** What you should do **
Write out only the tail of the records, beginning at the line containing "Pick out every instance of the grass verge" and including the last line, exactly as written.

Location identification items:
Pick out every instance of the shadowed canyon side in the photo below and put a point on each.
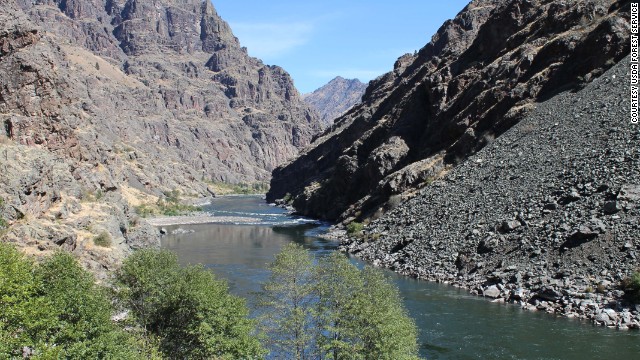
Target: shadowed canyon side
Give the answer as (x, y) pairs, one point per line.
(546, 216)
(107, 104)
(335, 98)
(478, 77)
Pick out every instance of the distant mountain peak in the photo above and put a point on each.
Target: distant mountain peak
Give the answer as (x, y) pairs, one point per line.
(335, 98)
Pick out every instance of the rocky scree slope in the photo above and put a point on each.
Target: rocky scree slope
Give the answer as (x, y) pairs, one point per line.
(477, 77)
(105, 105)
(335, 98)
(547, 215)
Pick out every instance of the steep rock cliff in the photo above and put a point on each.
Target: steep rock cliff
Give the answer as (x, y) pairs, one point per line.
(477, 77)
(106, 104)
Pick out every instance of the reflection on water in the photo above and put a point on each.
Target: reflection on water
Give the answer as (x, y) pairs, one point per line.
(453, 324)
(239, 253)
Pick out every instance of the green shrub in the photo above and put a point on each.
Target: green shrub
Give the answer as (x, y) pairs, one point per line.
(189, 312)
(333, 310)
(355, 228)
(631, 287)
(103, 239)
(144, 210)
(56, 310)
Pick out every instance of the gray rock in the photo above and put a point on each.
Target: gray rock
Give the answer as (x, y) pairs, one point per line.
(491, 291)
(611, 207)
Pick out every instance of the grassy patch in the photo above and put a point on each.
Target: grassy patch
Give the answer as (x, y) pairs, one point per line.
(3, 223)
(103, 240)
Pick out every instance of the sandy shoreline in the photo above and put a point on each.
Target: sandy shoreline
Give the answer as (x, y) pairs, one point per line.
(198, 219)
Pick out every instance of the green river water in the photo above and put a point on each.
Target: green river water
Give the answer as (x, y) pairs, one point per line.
(452, 323)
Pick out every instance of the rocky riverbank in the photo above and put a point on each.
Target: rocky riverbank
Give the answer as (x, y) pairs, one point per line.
(546, 216)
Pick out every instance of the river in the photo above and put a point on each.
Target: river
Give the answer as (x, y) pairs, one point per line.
(452, 323)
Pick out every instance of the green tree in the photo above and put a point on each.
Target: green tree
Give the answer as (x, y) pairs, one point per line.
(360, 313)
(288, 300)
(55, 311)
(332, 310)
(339, 288)
(190, 312)
(388, 333)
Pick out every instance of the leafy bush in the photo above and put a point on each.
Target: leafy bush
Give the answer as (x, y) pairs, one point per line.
(188, 311)
(222, 188)
(355, 228)
(103, 240)
(56, 311)
(631, 287)
(331, 309)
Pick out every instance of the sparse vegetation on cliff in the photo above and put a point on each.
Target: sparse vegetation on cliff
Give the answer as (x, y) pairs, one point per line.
(170, 205)
(221, 188)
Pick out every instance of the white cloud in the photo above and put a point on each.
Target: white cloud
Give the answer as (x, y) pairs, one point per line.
(272, 40)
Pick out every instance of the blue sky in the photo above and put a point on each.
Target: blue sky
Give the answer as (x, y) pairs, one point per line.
(316, 41)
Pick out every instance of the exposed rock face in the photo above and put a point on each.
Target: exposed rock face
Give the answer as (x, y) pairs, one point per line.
(472, 82)
(547, 215)
(335, 98)
(123, 97)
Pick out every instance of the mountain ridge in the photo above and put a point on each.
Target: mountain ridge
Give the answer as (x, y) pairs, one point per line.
(335, 98)
(107, 106)
(472, 82)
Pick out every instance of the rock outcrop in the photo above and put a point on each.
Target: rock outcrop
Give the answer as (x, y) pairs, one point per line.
(335, 98)
(477, 78)
(546, 215)
(105, 104)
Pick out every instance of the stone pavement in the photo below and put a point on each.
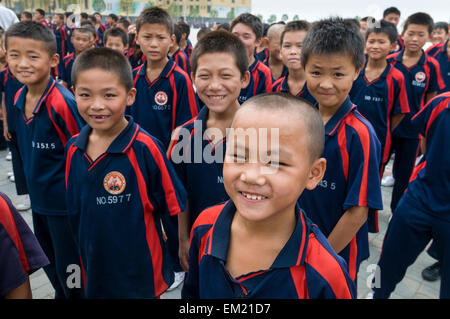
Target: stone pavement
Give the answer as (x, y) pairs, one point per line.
(412, 286)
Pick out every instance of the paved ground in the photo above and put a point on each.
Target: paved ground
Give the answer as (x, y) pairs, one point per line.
(412, 286)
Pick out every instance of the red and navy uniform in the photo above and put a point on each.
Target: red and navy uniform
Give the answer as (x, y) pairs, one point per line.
(378, 101)
(164, 104)
(306, 267)
(9, 85)
(263, 55)
(202, 180)
(20, 252)
(61, 44)
(284, 73)
(41, 139)
(421, 79)
(181, 58)
(441, 54)
(260, 81)
(188, 49)
(423, 213)
(115, 204)
(352, 151)
(281, 85)
(100, 32)
(66, 69)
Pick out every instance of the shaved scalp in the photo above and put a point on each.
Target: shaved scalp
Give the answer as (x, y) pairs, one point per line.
(298, 107)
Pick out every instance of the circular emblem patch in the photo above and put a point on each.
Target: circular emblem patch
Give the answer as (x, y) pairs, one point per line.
(420, 76)
(161, 98)
(114, 183)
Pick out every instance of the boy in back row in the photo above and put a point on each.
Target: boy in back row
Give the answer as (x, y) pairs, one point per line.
(45, 118)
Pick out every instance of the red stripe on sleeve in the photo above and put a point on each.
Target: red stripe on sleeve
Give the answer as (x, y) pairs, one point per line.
(342, 141)
(69, 155)
(328, 267)
(170, 194)
(8, 222)
(364, 138)
(298, 276)
(153, 240)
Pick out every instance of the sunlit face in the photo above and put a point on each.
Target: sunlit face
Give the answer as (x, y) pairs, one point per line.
(415, 36)
(262, 190)
(438, 35)
(102, 99)
(247, 36)
(378, 45)
(155, 41)
(82, 41)
(219, 84)
(291, 49)
(29, 60)
(116, 43)
(392, 18)
(330, 78)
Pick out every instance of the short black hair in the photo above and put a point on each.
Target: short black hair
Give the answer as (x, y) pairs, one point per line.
(296, 25)
(114, 17)
(284, 102)
(441, 25)
(28, 14)
(420, 18)
(104, 59)
(125, 22)
(250, 20)
(185, 28)
(221, 41)
(334, 36)
(384, 27)
(35, 31)
(116, 32)
(224, 26)
(41, 11)
(390, 10)
(86, 27)
(177, 31)
(155, 15)
(203, 31)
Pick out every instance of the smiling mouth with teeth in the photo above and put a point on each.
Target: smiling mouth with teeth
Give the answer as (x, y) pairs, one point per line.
(253, 196)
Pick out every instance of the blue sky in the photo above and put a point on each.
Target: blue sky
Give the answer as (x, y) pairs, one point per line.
(316, 9)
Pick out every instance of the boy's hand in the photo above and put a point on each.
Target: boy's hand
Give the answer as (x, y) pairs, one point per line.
(6, 133)
(183, 254)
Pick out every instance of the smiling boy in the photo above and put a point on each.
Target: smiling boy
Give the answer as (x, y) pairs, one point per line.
(113, 167)
(260, 237)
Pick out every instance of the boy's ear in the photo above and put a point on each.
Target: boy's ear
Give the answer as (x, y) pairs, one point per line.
(54, 60)
(131, 97)
(245, 80)
(316, 173)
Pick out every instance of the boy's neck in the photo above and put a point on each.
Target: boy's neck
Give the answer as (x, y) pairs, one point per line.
(173, 49)
(297, 75)
(280, 225)
(328, 112)
(376, 63)
(251, 59)
(38, 88)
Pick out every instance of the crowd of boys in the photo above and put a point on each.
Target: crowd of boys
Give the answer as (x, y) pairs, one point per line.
(138, 154)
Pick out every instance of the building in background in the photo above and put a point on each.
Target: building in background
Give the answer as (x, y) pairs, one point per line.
(188, 9)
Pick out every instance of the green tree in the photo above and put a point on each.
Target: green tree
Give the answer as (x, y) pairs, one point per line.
(272, 19)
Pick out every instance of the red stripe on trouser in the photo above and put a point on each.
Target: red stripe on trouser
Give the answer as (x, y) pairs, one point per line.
(352, 258)
(153, 240)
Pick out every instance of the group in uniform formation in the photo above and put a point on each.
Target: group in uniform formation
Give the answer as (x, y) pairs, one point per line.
(137, 153)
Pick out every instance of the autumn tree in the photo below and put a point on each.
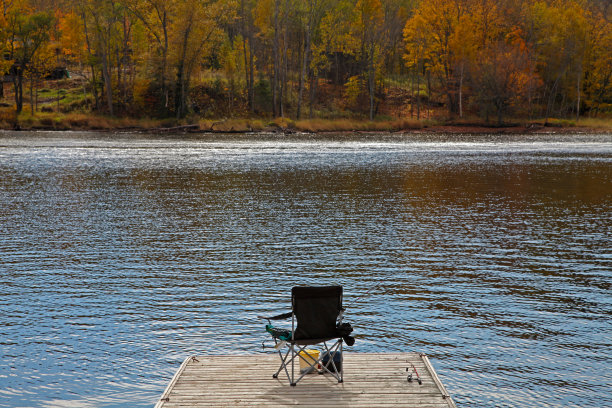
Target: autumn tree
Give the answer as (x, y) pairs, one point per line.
(28, 33)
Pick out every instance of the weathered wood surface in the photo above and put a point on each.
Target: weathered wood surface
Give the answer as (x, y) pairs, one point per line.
(370, 380)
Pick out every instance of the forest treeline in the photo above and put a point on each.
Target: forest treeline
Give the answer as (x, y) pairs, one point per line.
(315, 58)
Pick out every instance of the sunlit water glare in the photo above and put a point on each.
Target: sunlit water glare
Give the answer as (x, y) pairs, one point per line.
(120, 255)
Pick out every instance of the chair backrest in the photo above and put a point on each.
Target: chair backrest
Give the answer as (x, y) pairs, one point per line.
(316, 309)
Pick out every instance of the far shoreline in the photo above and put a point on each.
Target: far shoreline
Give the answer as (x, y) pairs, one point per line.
(94, 123)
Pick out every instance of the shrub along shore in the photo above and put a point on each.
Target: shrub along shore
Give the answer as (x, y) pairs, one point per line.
(95, 122)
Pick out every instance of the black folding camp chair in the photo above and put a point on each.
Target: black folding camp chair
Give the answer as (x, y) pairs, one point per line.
(318, 312)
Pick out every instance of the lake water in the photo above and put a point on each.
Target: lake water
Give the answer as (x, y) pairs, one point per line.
(120, 255)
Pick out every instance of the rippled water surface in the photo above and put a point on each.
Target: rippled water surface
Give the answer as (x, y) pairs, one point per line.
(122, 254)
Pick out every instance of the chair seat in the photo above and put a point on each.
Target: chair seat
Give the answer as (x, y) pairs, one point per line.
(308, 342)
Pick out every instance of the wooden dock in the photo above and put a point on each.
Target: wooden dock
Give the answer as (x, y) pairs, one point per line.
(370, 380)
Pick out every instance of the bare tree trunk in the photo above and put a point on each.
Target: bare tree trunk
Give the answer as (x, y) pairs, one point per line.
(305, 57)
(461, 91)
(578, 99)
(18, 85)
(107, 83)
(275, 46)
(32, 95)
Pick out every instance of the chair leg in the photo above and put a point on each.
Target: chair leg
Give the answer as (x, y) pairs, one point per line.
(283, 364)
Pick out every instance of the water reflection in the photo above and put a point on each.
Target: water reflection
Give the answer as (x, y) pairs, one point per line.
(122, 255)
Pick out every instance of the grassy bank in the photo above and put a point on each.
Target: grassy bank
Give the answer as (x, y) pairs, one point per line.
(89, 121)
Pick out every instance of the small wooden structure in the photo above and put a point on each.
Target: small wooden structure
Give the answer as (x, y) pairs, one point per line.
(370, 380)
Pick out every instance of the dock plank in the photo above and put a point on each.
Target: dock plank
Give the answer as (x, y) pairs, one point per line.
(370, 380)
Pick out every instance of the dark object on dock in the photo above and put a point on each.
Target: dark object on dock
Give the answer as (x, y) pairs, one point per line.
(415, 372)
(326, 360)
(316, 311)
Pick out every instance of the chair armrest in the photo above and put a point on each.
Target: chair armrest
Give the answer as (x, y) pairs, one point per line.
(279, 317)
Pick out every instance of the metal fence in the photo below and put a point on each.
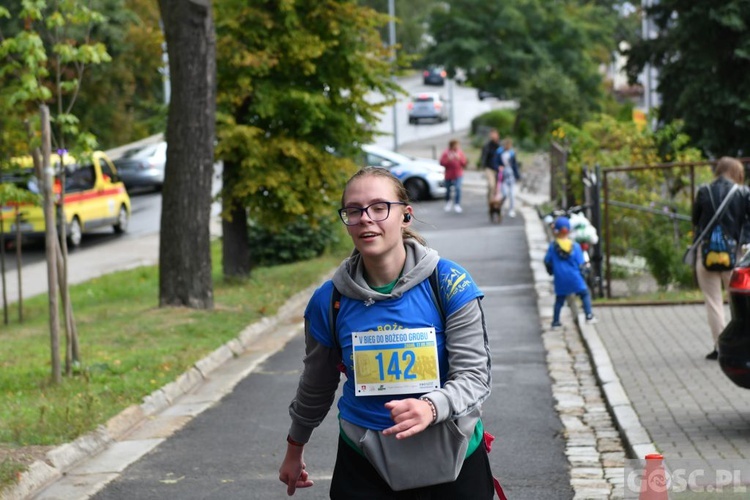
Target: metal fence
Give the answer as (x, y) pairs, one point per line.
(599, 201)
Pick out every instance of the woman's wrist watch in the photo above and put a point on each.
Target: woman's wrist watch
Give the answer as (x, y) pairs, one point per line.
(432, 407)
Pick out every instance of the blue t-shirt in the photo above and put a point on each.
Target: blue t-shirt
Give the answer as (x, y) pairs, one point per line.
(414, 309)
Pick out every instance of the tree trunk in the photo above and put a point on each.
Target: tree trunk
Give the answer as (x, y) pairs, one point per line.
(185, 245)
(51, 245)
(235, 248)
(19, 264)
(2, 270)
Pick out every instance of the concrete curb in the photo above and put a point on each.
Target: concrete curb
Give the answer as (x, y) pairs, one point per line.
(634, 435)
(65, 457)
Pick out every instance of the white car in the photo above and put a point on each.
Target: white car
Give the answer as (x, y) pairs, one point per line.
(428, 106)
(423, 178)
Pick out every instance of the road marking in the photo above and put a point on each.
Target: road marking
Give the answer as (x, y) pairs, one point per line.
(506, 288)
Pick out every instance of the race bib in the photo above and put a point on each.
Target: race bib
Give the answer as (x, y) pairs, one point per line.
(395, 362)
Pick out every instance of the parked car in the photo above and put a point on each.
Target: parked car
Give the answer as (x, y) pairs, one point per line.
(423, 178)
(734, 341)
(143, 166)
(94, 198)
(434, 75)
(485, 94)
(428, 106)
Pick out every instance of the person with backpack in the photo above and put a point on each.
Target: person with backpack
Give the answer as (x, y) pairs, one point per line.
(723, 237)
(454, 161)
(564, 261)
(505, 159)
(406, 328)
(487, 162)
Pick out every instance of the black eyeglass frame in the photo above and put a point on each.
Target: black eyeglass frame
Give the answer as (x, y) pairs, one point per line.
(364, 210)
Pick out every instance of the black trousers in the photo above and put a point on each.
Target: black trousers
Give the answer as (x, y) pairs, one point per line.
(355, 478)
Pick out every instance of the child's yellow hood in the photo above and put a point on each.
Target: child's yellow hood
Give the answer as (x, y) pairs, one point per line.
(565, 244)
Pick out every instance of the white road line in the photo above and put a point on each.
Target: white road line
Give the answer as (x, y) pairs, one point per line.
(506, 288)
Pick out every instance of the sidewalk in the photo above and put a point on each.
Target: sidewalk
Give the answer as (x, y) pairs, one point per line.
(638, 375)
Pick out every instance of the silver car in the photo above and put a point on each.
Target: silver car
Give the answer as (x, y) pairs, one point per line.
(423, 178)
(143, 166)
(428, 106)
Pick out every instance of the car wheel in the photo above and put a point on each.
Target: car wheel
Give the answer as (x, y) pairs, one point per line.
(75, 233)
(417, 189)
(123, 219)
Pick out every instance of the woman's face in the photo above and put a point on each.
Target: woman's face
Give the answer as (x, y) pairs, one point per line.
(371, 238)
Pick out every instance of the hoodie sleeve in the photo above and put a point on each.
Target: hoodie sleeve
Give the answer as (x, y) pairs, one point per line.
(469, 364)
(320, 376)
(316, 390)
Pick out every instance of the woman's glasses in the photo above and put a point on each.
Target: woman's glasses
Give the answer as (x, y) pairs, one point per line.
(376, 212)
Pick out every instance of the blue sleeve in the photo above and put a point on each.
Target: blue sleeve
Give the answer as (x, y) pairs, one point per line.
(316, 314)
(456, 286)
(497, 160)
(548, 255)
(578, 254)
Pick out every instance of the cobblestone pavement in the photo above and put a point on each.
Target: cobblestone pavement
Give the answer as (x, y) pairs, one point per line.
(594, 448)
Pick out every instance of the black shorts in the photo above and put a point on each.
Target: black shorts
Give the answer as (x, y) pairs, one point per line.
(355, 478)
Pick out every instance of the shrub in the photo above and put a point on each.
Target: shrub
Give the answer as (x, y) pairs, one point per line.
(664, 257)
(301, 240)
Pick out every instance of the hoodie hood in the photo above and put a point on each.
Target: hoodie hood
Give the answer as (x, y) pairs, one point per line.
(349, 278)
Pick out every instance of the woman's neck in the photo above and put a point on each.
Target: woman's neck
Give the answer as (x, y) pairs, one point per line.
(380, 271)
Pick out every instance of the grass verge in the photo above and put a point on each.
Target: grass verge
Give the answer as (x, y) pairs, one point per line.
(129, 347)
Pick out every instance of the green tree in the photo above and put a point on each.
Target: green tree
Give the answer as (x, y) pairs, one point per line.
(124, 100)
(294, 106)
(545, 54)
(45, 61)
(702, 54)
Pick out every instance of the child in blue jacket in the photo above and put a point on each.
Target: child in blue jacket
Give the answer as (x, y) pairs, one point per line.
(564, 260)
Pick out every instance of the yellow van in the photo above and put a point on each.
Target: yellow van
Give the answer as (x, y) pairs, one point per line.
(94, 198)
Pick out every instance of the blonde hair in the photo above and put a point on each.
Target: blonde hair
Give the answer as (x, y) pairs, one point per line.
(731, 168)
(401, 194)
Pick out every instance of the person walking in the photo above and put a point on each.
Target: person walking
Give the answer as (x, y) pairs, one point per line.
(564, 260)
(507, 159)
(735, 216)
(454, 161)
(407, 329)
(487, 162)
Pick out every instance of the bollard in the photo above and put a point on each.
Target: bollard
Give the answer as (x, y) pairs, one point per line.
(654, 481)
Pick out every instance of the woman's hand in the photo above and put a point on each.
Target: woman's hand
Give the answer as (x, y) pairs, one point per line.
(292, 471)
(412, 416)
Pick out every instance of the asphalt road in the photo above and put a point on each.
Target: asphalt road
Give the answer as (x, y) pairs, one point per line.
(233, 449)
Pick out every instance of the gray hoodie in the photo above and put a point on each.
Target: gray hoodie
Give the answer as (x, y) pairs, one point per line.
(469, 373)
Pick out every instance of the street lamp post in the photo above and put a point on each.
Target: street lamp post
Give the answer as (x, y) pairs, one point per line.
(392, 42)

** Solution **
Pick out every instance of the grass verge in the photo above and put a point on each.
Target: grass verge
Give the answer as (x, y) pairs, one point per line.
(129, 347)
Pick out every instance of the green tree in the photo above and put a point on each.
Target: green tree
Give the answer as (x, y) pairs, one point per line.
(124, 100)
(294, 106)
(545, 54)
(45, 61)
(702, 54)
Pick out every instance of the child in blue jacket in the photo above and put a point on each.
Target: child in blue jacket
Give the answer as (x, y) pairs, one point per line.
(564, 260)
Pick out every instance of the yellow van in the photo above and put a point on each.
Target: yellow van
Give the answer as (x, y) pairs, one point per line.
(94, 198)
Pick out every instance of the blonde hair in the photo above and put a point on each.
Target: blonde hair
Give the answer as (x, y) pairs, one point per line.
(731, 168)
(401, 194)
Pick out every instance of the person walking in the photo above and put a point on each.
Target: person walking
Give the answer as (x, y) pairs, one point per line.
(564, 260)
(507, 159)
(735, 216)
(454, 161)
(407, 329)
(487, 162)
Pick out every instance of the bollard in the photo above and put a point on each.
Target: bollard
Give the answer as (x, y) pairs, one point per line.
(654, 481)
Pick out every instance of the woman's hand in the photo above and put a point on each.
Target: woman's hand
Give the answer as (x, y) pairs, one point per line.
(292, 471)
(412, 416)
Pick out every instance of the asphalt road in the photo above and put a point on each.
Target: asphalt road
Give the answer as (x, y) pairs, one point per line.
(233, 449)
Pick out every instance of the gray hoodie in the photo above and put a point on each.
Target: gray hoodie
Give the answer as (x, y) pairs, one point per line.
(469, 373)
Pick out every instance of the street lamp post in the photo above and put a point on each.
Target: street lamp post
Give the answer as (x, y) pairs, one point per line.
(392, 42)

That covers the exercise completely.